◆ The data
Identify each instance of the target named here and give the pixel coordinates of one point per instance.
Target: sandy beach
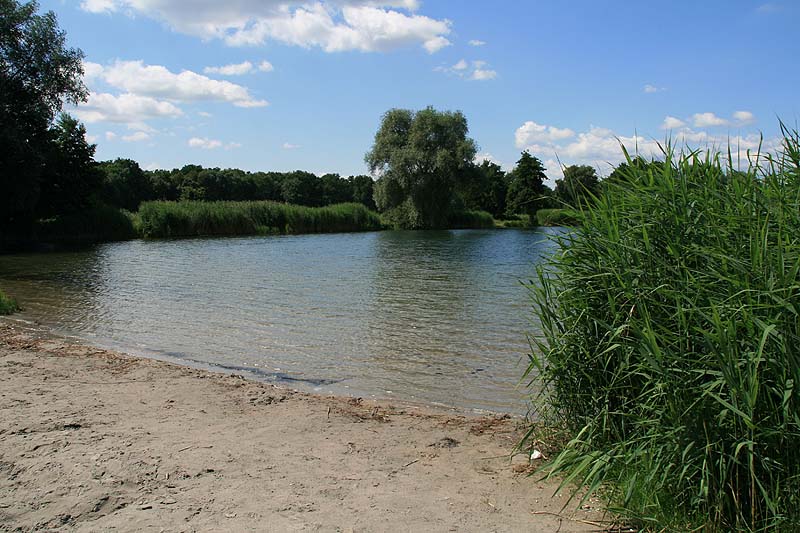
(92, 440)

* * *

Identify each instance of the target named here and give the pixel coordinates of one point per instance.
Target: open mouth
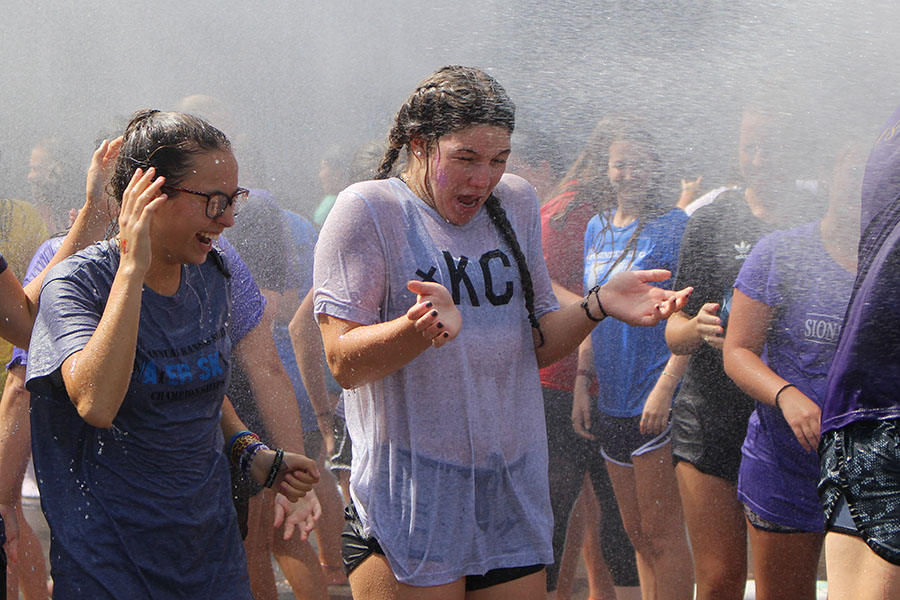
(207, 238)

---

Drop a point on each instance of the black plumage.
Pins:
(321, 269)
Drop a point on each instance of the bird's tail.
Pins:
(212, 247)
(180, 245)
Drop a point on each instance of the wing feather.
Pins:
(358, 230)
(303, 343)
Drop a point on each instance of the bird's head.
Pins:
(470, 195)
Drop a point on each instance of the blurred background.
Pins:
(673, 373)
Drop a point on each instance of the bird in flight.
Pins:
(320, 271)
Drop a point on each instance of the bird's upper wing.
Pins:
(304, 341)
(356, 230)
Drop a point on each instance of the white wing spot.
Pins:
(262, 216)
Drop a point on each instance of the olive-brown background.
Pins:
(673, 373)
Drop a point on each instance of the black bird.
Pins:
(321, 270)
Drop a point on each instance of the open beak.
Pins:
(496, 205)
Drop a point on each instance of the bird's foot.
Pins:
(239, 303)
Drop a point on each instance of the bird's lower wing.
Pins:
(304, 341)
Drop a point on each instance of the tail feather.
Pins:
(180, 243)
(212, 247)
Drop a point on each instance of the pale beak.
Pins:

◆ Task statement
Each line that holds the word "bird" should be extracted from the records.

◆ Expected answer
Drop a point on each instance of the bird's tail.
Drop a point on each instance of the bird's head.
Drop a point on each instance of the bird in flight.
Drop a point on each instance of the bird's upper wing.
Drop a point on each instance of the black bird.
Drop a point on each instance of the bird's foot.
Drop a point on each instance of the bird's lower wing.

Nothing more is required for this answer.